#### Exercise objective
Switch "helper command" to "utility command" and reproduce the passage on writing R functions between "This helper command" and "becomes second nature.", inclusive.

#### Supplied text
>>>>
This helper command is very simple, of course, but it is useful for people who are new to function writing, as it saves them having to look up what the basic structure of a function should be. Eventually, having written a few functions, writing this basic form of a function becomes second nature.

Add documentation markup

We do not want to leave the functions above in their present state. As simple as they are, we still want to write documentation that explains to the user what these functions do and how to use them. We write this documentation by adding roxygen2 comments above each function. These comments then get converted into R help pages.
<<<<
#### Material
>>>>
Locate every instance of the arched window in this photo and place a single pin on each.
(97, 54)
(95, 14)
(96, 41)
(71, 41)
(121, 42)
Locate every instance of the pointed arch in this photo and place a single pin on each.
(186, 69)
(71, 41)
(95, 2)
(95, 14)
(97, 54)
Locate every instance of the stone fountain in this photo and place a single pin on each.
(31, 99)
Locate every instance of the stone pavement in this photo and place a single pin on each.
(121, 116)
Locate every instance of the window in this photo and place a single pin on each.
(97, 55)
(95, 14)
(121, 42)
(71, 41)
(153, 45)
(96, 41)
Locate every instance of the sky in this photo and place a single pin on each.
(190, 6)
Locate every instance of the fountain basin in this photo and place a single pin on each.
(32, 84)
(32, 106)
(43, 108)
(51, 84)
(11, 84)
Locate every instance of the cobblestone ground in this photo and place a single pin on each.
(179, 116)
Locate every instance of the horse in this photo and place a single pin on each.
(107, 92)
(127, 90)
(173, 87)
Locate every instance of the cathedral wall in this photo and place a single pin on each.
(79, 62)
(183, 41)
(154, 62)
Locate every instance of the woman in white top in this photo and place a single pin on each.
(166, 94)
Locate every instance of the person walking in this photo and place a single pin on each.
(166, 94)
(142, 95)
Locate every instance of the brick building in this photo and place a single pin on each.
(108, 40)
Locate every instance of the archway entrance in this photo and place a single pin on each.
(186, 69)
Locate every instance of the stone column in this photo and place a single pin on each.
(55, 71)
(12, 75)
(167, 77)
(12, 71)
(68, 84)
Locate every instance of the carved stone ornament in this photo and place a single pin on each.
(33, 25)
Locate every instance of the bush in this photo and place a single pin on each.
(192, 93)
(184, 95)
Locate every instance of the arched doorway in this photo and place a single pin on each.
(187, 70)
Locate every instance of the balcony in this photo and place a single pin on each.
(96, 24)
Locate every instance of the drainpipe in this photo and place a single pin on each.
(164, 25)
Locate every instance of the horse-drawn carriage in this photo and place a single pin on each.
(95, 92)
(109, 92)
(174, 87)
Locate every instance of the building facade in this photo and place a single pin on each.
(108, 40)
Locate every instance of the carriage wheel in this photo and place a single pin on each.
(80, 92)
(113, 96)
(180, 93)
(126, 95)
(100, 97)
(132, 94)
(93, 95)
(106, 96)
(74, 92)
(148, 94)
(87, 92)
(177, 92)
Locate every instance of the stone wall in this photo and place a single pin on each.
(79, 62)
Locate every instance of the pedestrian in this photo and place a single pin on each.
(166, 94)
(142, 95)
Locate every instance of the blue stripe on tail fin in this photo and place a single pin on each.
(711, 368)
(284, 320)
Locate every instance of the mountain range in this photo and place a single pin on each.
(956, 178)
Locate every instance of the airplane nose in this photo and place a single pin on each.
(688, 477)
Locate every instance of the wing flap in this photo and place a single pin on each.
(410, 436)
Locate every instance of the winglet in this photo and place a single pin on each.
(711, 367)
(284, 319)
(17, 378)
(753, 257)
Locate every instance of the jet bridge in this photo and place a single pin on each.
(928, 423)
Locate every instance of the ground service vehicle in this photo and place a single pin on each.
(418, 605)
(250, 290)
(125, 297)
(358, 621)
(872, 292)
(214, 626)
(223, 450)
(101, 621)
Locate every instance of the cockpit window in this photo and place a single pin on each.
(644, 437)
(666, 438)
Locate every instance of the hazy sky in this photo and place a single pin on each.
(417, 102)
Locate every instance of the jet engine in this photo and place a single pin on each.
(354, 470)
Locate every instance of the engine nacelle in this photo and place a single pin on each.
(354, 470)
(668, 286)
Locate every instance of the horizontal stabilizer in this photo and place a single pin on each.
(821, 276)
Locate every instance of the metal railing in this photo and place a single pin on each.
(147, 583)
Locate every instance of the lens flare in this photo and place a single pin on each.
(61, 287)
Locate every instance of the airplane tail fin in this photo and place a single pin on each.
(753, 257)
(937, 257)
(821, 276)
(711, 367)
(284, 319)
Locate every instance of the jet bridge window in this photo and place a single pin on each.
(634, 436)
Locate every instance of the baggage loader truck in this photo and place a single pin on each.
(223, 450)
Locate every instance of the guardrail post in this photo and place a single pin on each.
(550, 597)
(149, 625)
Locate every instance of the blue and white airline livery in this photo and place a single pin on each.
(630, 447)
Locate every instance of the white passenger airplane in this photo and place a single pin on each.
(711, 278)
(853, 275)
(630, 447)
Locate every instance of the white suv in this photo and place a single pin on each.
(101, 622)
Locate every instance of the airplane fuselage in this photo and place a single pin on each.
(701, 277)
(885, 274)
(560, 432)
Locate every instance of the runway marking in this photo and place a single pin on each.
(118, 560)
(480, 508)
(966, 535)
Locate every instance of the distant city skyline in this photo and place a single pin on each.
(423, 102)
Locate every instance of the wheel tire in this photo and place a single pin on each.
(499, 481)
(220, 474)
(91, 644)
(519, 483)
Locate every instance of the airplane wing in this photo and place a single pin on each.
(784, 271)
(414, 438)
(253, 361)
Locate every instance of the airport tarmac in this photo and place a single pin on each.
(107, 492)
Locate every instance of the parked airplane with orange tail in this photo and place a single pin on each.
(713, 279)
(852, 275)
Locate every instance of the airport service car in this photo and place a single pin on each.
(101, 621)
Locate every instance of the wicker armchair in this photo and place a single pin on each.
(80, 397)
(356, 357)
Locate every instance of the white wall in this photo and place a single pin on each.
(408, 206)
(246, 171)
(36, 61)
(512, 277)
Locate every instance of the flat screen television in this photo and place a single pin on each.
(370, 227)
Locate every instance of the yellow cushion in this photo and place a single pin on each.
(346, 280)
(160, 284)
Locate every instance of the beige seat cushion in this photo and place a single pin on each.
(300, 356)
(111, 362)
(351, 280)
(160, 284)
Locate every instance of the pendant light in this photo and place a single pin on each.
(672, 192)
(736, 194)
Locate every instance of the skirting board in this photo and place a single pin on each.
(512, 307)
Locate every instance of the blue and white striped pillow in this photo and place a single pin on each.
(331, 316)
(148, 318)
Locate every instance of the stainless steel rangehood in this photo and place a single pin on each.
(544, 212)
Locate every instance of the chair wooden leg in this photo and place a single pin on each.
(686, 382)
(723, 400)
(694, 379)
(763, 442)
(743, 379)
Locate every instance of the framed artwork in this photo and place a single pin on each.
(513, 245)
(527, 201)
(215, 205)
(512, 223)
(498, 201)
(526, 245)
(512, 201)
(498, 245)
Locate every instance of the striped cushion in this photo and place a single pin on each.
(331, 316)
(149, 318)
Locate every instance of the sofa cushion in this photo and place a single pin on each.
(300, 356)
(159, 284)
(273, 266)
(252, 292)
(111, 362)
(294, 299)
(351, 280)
<<<<
#### Result
This utility command is very simple, of course, but it is useful for people who are new to function writing, as it saves them having to look up what the basic structure of a function should be. Eventually, having written a few functions, writing this basic form of a function becomes second nature.